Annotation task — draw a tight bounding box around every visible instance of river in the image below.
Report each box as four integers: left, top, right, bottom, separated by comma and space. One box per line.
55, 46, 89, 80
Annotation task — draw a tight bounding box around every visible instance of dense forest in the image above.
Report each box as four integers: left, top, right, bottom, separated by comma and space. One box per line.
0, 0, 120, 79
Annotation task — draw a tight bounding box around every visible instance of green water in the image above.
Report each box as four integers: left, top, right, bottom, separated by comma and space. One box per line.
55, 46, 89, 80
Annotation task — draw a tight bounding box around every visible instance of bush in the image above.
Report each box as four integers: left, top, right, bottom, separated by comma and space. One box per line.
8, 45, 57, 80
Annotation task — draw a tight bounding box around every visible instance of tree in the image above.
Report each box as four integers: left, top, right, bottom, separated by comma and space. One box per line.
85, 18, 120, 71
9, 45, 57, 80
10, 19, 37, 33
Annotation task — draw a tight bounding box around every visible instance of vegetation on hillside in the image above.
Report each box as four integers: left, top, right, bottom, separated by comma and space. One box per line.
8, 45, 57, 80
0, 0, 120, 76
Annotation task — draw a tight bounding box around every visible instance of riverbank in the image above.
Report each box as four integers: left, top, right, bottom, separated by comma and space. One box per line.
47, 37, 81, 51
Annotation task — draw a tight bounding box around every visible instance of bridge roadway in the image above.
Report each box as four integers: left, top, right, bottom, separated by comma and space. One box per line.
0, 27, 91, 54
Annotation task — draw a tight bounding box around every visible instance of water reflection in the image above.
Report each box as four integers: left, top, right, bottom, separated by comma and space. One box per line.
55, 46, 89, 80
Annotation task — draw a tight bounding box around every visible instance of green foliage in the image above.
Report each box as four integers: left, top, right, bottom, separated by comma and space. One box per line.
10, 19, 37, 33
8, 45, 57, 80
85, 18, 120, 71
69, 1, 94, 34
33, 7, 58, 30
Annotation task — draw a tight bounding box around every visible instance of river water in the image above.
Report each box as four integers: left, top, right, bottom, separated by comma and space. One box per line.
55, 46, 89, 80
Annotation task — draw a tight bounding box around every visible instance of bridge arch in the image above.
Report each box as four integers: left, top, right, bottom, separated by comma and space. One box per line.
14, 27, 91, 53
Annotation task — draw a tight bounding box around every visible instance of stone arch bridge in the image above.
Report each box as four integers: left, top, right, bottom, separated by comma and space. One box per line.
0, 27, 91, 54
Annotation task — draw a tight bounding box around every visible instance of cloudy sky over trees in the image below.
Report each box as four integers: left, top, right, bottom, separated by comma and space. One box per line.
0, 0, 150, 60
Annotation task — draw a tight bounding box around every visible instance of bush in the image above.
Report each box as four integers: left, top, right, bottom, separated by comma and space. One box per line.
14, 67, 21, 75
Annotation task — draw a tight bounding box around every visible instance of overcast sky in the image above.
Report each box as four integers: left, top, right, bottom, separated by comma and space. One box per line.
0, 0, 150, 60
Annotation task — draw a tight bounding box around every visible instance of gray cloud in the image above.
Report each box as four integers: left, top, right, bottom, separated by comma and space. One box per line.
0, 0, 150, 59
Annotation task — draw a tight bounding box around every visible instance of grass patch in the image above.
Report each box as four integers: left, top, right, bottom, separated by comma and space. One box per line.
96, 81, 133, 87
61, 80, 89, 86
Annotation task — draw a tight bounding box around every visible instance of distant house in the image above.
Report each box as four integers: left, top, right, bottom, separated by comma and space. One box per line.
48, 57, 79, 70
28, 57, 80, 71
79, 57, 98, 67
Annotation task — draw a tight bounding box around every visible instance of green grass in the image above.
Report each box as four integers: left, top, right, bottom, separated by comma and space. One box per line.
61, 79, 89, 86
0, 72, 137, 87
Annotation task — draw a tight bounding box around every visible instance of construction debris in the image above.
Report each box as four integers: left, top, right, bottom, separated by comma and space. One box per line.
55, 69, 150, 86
○ ○ ○ ○
- [The problem] Reproduce the lines above, switching every "Annotation task" to "Labeling task" and leaving all else unchanged.

- [Response below]
Labeling task — draw a tight bounding box around every visible instance of river in the image below.
Report each box as four integers: left, top, right, bottom, separated by comma and space. One box per line.
55, 46, 89, 80
Labeling task — draw a tight bounding box around every visible instance of dense forest in the image above.
Report each box as four integers: left, top, right, bottom, separated by comma and space. One box per line.
0, 0, 120, 79
Labeling task — draw a tight bounding box around every visible instance of green water in the image above.
Report each box as four integers: left, top, right, bottom, separated by comma and space. One box per line.
55, 46, 89, 80
Labeling task — draw a tight bounding box around every visible instance of bush in the image above.
Report each box as four integers: left, top, right, bottom, separated by comma and space. One box per line.
8, 45, 57, 80
Labeling task — draw a tight bounding box around every visible instance of tree in the image above.
Report each box as four integers: left, top, right, bottom, separated by comma and space. One box per line.
85, 18, 120, 71
9, 45, 57, 80
10, 19, 37, 33
Labeling task — draw a tight bounding box around every visible instance of vegetation on hillside in the image above.
Report each box as four integers: left, top, right, bottom, separated by comma and space. One box per line.
8, 45, 57, 80
0, 0, 120, 76
Labeling task — draw a tight bounding box around every visible instance of riverbank in the image above.
Report each box as four integers: left, top, right, bottom, separated by comma and space. One box per line.
47, 37, 81, 51
Labeling task — draw a tight bounding box around every visible instance of bridge roadway in the image above.
Report each box as four integers: left, top, right, bottom, separated by comma and space. One box per line.
0, 27, 91, 54
Labeling task — draw a tight bounding box around every visible instance of water reflection in the image above.
Report each box as four integers: left, top, right, bottom, separated by comma and space. One box per line.
55, 46, 89, 80
Labeling task — draw a tight bounding box around every visible instance of green foliage in the image above.
Report each box as four integers: left, top, right, bottom, separated by comma and space. One box per line.
10, 19, 37, 33
8, 45, 57, 80
85, 18, 120, 71
69, 1, 94, 34
33, 7, 58, 30
Labeling task — draw a tight bounding box around every visible instance of river water in the image above.
Report each box as four integers: left, top, right, bottom, separated by comma and space. One box per line.
55, 46, 89, 80
Labeling task — draw a tight bounding box around every visible instance of bridge arch in the image above.
Report each box as four integers: left, top, right, bottom, separated by comma and space. One box per line.
14, 27, 91, 53
Labeling task — draw a tight bounding box around every visible instance of stone arch bridge in the image above.
Report each box as four integers: left, top, right, bottom, separated by comma and space. One box per line.
0, 27, 91, 54
Labeling task — draw a tight bounding box around every visible instance of cloudy sky over trees in the image below.
Report each box as four integers: left, top, right, bottom, separated by comma and space. One box per line.
0, 0, 150, 60
Labeling task — draw a tight bounding box around every visible instance of bush in the image above.
Report each box as four integers: left, top, right, bottom, separated by comma and space. One box per line.
14, 67, 21, 75
Labeling task — draw a tight bounding box around every visible instance of overcast sky in the image above.
Report each box as four integers: left, top, right, bottom, separated by comma and space. One box per line.
0, 0, 150, 60
Labeling task — draw a tight bounding box around every visible instance of gray cloud in the image above.
Report each box as four integers: left, top, right, bottom, separated by comma and space. One box per line.
0, 0, 150, 59
Labeling task — draw a tight bounding box around every visible instance of grass patch in the image above.
Report each box as four integers: left, top, right, bottom, separated by comma and space. One box per line.
96, 81, 133, 87
61, 80, 89, 86
Labeling task — draw a tight bounding box around every visible instance of distant house in the image above.
Report each box as four integers: left, top, right, bottom, separated by comma and space. One box per line.
48, 57, 79, 70
28, 57, 80, 71
79, 57, 98, 67
Labeling task — draw a tight bounding box around every visible instance of green grass in the image above.
Report each box as four integers: left, top, right, bottom, separated by comma and space. One box per line.
61, 79, 89, 86
0, 72, 137, 87
Labeling task — draw a tight bounding box around every visible instance of construction debris in the image above.
Report each box as four integers: left, top, right, bottom, separated by comma and space. One box per line.
55, 69, 150, 86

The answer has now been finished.